╔══

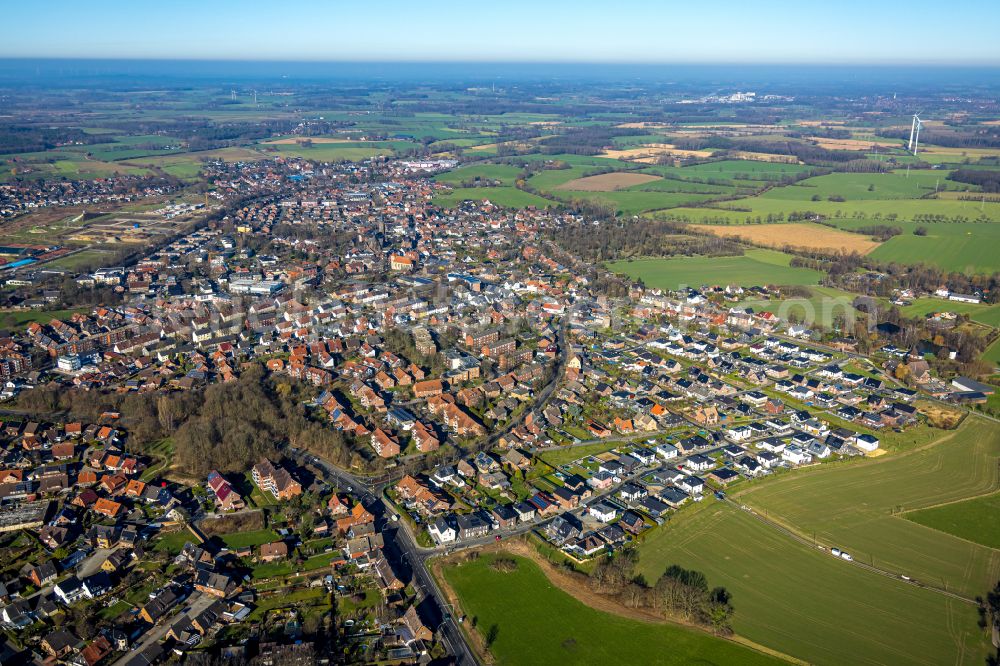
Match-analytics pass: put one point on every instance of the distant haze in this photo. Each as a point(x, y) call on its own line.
point(961, 32)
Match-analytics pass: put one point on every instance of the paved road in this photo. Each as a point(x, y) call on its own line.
point(403, 551)
point(197, 602)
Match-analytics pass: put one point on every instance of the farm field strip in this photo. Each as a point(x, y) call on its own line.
point(802, 601)
point(535, 622)
point(755, 267)
point(795, 234)
point(854, 505)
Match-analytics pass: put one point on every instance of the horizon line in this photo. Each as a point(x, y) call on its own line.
point(481, 61)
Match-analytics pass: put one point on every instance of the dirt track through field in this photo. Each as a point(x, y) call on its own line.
point(808, 236)
point(608, 182)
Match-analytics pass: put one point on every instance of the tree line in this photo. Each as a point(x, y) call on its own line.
point(677, 593)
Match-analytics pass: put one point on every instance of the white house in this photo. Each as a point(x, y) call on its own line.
point(666, 451)
point(867, 442)
point(739, 433)
point(70, 590)
point(441, 531)
point(699, 463)
point(692, 485)
point(795, 455)
point(603, 512)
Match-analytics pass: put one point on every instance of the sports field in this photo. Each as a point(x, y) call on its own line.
point(976, 519)
point(537, 623)
point(803, 602)
point(853, 506)
point(756, 267)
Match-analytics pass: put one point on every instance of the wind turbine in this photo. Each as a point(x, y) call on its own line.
point(915, 133)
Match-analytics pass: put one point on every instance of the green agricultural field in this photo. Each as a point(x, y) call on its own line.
point(984, 314)
point(756, 267)
point(557, 457)
point(501, 172)
point(967, 248)
point(633, 202)
point(823, 306)
point(992, 353)
point(732, 170)
point(853, 506)
point(803, 602)
point(869, 211)
point(336, 152)
point(510, 197)
point(868, 186)
point(976, 519)
point(537, 623)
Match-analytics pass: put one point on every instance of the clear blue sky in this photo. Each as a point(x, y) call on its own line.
point(747, 31)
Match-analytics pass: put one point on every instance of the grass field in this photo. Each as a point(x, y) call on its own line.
point(501, 172)
point(868, 186)
point(335, 152)
point(537, 623)
point(756, 267)
point(249, 539)
point(795, 234)
point(509, 197)
point(565, 455)
point(853, 505)
point(967, 248)
point(633, 202)
point(803, 602)
point(823, 306)
point(976, 519)
point(984, 314)
point(608, 182)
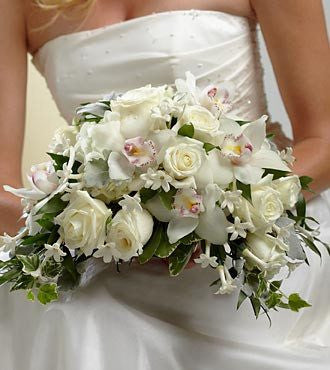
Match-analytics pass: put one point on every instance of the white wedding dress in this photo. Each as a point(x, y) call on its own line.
point(141, 319)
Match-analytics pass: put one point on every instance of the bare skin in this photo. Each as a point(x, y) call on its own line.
point(296, 39)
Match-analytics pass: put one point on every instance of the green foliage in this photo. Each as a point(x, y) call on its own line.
point(179, 258)
point(47, 293)
point(246, 190)
point(167, 198)
point(187, 130)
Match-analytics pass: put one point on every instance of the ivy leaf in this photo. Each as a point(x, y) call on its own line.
point(256, 305)
point(277, 174)
point(147, 194)
point(54, 205)
point(241, 298)
point(246, 190)
point(23, 282)
point(30, 295)
point(96, 173)
point(30, 263)
point(179, 259)
point(47, 293)
point(165, 248)
point(153, 243)
point(9, 276)
point(167, 197)
point(187, 130)
point(296, 303)
point(38, 239)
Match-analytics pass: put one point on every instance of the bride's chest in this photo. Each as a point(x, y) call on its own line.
point(43, 25)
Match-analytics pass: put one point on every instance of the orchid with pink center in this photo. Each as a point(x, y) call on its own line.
point(244, 154)
point(136, 153)
point(193, 212)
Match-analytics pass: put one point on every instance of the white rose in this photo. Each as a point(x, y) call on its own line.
point(183, 160)
point(264, 253)
point(289, 189)
point(129, 231)
point(206, 126)
point(95, 141)
point(63, 138)
point(135, 107)
point(83, 223)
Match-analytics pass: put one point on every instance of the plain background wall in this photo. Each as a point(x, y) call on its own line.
point(43, 117)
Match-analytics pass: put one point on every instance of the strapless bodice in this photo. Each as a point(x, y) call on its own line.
point(158, 48)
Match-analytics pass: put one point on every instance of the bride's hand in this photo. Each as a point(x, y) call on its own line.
point(10, 212)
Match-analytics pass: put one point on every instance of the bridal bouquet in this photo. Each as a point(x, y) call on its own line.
point(158, 172)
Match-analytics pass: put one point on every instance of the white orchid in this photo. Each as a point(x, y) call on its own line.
point(193, 212)
point(245, 153)
point(226, 281)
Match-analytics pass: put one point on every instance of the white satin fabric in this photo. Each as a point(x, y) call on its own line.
point(142, 319)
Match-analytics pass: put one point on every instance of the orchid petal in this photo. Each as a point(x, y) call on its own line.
point(212, 226)
point(119, 167)
point(248, 174)
point(256, 132)
point(179, 227)
point(268, 159)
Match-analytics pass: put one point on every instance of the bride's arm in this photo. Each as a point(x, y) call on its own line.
point(12, 107)
point(296, 39)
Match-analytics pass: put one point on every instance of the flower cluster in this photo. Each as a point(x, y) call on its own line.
point(153, 173)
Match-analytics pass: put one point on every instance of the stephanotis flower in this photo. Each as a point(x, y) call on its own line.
point(137, 152)
point(245, 153)
point(215, 98)
point(193, 212)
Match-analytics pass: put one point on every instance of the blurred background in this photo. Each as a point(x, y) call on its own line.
point(43, 117)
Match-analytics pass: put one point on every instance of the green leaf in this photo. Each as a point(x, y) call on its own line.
point(47, 293)
point(246, 190)
point(30, 263)
point(277, 174)
point(96, 173)
point(273, 300)
point(311, 245)
point(256, 305)
point(30, 295)
point(165, 248)
point(275, 285)
point(147, 194)
point(241, 298)
point(167, 197)
point(187, 130)
point(208, 147)
point(305, 181)
point(54, 205)
point(296, 303)
point(23, 282)
point(153, 243)
point(9, 276)
point(179, 259)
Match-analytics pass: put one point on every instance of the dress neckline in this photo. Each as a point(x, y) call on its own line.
point(128, 22)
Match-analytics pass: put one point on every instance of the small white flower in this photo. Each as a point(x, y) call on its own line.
point(156, 179)
point(227, 286)
point(286, 155)
point(107, 252)
point(238, 228)
point(205, 259)
point(54, 251)
point(230, 199)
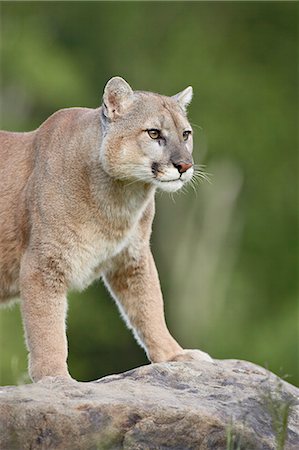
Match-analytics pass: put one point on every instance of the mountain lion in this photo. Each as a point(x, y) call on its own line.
point(77, 204)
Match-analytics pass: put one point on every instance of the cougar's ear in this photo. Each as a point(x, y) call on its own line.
point(184, 98)
point(118, 96)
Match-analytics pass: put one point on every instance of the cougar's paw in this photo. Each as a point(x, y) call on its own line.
point(192, 355)
point(62, 379)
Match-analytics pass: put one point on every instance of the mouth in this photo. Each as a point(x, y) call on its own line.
point(169, 185)
point(169, 181)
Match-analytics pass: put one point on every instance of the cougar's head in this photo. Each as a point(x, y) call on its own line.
point(146, 137)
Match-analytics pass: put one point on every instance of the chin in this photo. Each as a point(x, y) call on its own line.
point(169, 186)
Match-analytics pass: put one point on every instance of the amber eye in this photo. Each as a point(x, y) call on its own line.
point(186, 134)
point(153, 133)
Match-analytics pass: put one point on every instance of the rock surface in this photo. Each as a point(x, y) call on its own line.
point(226, 405)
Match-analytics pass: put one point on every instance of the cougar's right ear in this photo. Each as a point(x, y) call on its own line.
point(118, 96)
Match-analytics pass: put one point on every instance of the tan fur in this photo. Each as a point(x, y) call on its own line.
point(77, 203)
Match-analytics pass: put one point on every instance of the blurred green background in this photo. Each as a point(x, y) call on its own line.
point(227, 256)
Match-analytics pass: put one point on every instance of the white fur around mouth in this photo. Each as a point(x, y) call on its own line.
point(169, 185)
point(170, 181)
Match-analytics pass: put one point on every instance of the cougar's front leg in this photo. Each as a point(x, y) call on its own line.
point(43, 305)
point(135, 285)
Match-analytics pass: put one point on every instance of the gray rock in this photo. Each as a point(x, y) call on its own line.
point(227, 405)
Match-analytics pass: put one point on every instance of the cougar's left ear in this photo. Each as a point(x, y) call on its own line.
point(118, 96)
point(184, 98)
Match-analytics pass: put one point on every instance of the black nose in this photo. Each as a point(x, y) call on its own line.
point(182, 167)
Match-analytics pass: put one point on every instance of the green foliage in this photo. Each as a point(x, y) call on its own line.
point(227, 258)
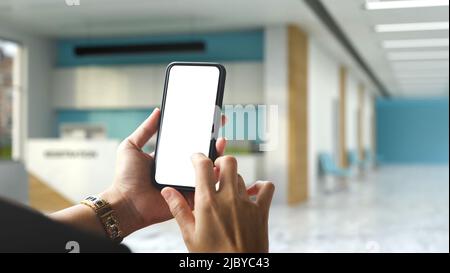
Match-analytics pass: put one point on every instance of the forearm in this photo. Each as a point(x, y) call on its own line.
point(84, 217)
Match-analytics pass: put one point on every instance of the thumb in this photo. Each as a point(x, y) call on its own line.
point(180, 210)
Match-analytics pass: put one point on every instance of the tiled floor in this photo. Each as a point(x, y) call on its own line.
point(393, 209)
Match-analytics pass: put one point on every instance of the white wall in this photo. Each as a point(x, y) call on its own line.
point(138, 86)
point(37, 59)
point(351, 113)
point(369, 113)
point(276, 92)
point(323, 92)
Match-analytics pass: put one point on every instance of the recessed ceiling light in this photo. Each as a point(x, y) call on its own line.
point(375, 5)
point(418, 55)
point(412, 27)
point(415, 43)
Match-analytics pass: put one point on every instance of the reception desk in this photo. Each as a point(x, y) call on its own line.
point(77, 168)
point(73, 168)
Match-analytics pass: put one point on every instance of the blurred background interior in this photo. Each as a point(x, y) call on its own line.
point(361, 162)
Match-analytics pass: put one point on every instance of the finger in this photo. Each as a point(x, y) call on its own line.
point(180, 211)
point(221, 143)
point(223, 120)
point(264, 193)
point(189, 196)
point(241, 187)
point(228, 178)
point(146, 130)
point(204, 173)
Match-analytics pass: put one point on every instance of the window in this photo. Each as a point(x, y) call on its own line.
point(9, 95)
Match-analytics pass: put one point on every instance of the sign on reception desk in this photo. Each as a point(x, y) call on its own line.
point(73, 168)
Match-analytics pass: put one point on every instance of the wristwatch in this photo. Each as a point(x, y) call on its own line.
point(106, 215)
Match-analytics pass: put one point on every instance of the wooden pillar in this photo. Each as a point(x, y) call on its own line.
point(361, 120)
point(297, 115)
point(342, 151)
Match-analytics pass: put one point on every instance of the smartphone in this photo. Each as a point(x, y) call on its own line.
point(190, 121)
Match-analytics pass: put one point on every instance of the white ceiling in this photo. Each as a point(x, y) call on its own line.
point(425, 77)
point(53, 18)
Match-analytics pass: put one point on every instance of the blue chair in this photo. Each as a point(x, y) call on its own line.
point(329, 167)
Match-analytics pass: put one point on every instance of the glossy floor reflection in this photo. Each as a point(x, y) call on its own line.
point(393, 209)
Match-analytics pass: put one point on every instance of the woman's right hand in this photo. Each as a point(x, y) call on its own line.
point(223, 220)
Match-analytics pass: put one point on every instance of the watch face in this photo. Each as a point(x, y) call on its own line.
point(112, 226)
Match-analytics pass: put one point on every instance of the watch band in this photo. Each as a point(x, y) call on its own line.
point(106, 215)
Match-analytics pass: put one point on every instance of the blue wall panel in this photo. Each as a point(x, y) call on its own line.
point(118, 123)
point(223, 46)
point(413, 131)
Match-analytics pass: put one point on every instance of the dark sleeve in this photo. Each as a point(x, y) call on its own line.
point(24, 230)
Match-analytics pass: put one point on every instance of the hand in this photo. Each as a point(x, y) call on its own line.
point(137, 202)
point(225, 220)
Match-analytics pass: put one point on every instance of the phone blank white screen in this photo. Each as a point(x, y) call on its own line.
point(186, 122)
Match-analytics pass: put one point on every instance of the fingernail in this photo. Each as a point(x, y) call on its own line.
point(167, 194)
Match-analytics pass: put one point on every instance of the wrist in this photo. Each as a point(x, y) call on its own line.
point(129, 220)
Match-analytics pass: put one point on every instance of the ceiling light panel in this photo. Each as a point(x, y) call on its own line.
point(415, 43)
point(418, 55)
point(377, 5)
point(426, 26)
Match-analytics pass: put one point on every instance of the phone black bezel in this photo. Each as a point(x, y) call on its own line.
point(219, 99)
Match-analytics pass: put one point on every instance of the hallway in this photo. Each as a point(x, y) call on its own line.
point(399, 209)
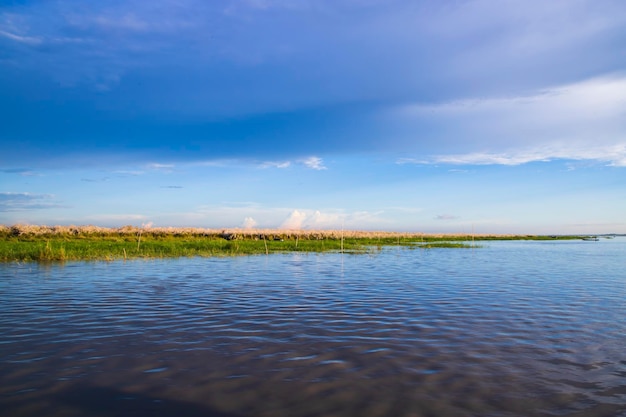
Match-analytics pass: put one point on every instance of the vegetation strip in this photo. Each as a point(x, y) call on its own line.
point(62, 243)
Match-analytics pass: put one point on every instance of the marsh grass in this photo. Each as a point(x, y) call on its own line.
point(64, 243)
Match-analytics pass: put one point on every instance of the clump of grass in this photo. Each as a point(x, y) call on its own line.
point(63, 243)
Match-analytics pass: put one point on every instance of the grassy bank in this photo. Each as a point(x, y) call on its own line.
point(61, 243)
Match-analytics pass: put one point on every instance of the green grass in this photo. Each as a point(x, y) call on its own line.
point(35, 243)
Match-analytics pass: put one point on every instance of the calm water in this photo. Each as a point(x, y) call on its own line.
point(510, 329)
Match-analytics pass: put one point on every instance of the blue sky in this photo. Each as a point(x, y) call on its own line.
point(429, 116)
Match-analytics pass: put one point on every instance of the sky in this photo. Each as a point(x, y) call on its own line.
point(451, 116)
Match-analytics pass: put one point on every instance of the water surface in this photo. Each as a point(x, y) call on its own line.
point(510, 329)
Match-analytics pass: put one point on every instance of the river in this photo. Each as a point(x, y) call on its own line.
point(513, 328)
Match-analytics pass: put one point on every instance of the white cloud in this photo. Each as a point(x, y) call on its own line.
point(273, 164)
point(29, 40)
point(314, 162)
point(249, 223)
point(294, 221)
point(161, 167)
point(582, 121)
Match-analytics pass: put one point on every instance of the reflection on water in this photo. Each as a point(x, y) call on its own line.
point(515, 328)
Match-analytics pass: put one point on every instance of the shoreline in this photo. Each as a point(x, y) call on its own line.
point(38, 243)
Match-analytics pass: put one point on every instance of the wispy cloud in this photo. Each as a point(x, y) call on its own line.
point(28, 40)
point(27, 201)
point(25, 172)
point(273, 164)
point(582, 121)
point(446, 217)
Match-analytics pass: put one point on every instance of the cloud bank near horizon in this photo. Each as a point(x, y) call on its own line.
point(389, 114)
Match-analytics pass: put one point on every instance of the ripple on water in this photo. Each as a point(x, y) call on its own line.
point(515, 328)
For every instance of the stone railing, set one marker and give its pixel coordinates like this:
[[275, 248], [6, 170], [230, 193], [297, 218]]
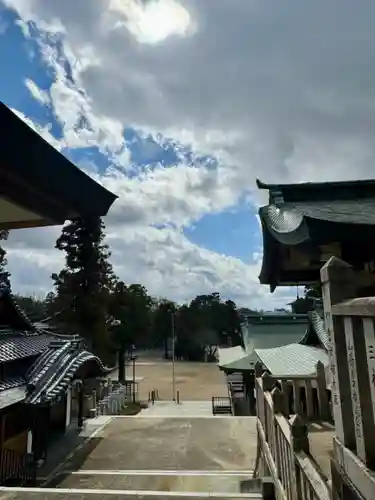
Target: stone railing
[[283, 447]]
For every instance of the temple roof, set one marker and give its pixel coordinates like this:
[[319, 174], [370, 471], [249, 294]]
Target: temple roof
[[273, 330], [292, 359], [39, 186], [310, 216], [276, 344], [49, 361], [56, 368]]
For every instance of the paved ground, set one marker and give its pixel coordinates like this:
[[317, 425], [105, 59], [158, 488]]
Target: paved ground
[[116, 496], [134, 443], [183, 409], [170, 448], [194, 381]]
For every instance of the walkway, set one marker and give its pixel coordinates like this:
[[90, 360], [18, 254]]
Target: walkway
[[183, 409]]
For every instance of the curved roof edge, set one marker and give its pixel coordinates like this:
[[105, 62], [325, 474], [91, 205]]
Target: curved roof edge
[[286, 226], [40, 164], [317, 327]]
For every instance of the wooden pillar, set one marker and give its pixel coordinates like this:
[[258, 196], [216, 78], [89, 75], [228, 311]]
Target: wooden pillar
[[361, 383], [80, 405], [337, 285], [68, 408], [251, 390]]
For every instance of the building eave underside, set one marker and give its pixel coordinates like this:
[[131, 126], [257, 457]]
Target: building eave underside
[[51, 185]]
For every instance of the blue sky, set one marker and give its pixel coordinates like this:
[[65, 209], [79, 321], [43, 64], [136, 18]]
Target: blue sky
[[180, 116]]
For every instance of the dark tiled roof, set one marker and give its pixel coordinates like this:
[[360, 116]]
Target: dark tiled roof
[[12, 396], [313, 191], [288, 222], [58, 182], [22, 346], [242, 364], [55, 369], [10, 383], [317, 327]]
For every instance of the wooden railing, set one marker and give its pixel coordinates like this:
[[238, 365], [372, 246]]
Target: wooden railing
[[17, 469], [222, 405], [284, 446], [350, 324]]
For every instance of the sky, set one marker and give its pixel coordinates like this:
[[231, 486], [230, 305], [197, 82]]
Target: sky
[[178, 106]]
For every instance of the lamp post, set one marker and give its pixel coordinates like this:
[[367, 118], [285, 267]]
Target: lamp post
[[173, 358], [132, 358]]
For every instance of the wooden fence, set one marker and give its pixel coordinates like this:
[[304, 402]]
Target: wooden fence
[[304, 395], [283, 442]]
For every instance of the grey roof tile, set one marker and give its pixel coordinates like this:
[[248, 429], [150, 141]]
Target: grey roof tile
[[16, 347], [55, 369], [293, 359], [11, 396], [10, 383]]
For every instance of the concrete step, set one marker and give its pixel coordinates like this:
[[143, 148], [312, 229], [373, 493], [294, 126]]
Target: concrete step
[[177, 481], [51, 494]]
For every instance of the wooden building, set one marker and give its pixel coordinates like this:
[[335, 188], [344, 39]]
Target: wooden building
[[322, 233], [41, 373], [306, 224]]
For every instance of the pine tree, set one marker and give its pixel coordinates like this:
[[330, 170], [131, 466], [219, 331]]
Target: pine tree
[[3, 258], [83, 286]]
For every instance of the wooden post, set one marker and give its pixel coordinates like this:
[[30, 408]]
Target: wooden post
[[80, 405], [309, 400], [322, 392], [258, 369], [286, 398], [360, 386], [337, 285], [277, 399], [268, 381], [299, 442], [296, 397], [299, 434]]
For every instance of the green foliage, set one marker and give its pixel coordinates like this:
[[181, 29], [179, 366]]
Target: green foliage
[[83, 286], [3, 255], [34, 308]]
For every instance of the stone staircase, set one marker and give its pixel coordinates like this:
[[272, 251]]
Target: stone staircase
[[171, 484]]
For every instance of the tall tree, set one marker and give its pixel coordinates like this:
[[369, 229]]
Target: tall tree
[[83, 286], [3, 257]]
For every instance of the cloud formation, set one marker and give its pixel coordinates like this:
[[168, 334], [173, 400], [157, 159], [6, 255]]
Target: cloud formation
[[279, 90]]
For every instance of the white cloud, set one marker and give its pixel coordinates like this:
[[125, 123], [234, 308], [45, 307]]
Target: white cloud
[[162, 259], [279, 90]]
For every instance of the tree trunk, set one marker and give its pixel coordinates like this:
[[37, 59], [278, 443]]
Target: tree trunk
[[166, 353], [121, 365]]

╚══

Required action: Retype the lines from the one containing "[[272, 251]]" through the last line of the records. Leave out everything else.

Answer section:
[[272, 251]]
Target: stone staircase
[[171, 484]]
For every instance of the tall tree, set one marker and give its pixel coordinates like this:
[[369, 229]]
Target: tall tree
[[83, 286], [3, 257]]
For every instance of the cloud formation, set one marker and give its pixel coordinates like this:
[[168, 334], [173, 400], [157, 159], [6, 255]]
Target: cloud formation
[[279, 90]]
For every instance of the white cloud, set one marker and give its pixel coordinates like this:
[[125, 123], [234, 308], [45, 307]]
Target: white cloud
[[162, 259], [279, 90]]
For every instance of the tree trunk, set one marker and give its pixel coordinates like this:
[[37, 59], [278, 443]]
Target: tree trunk
[[166, 353], [121, 365]]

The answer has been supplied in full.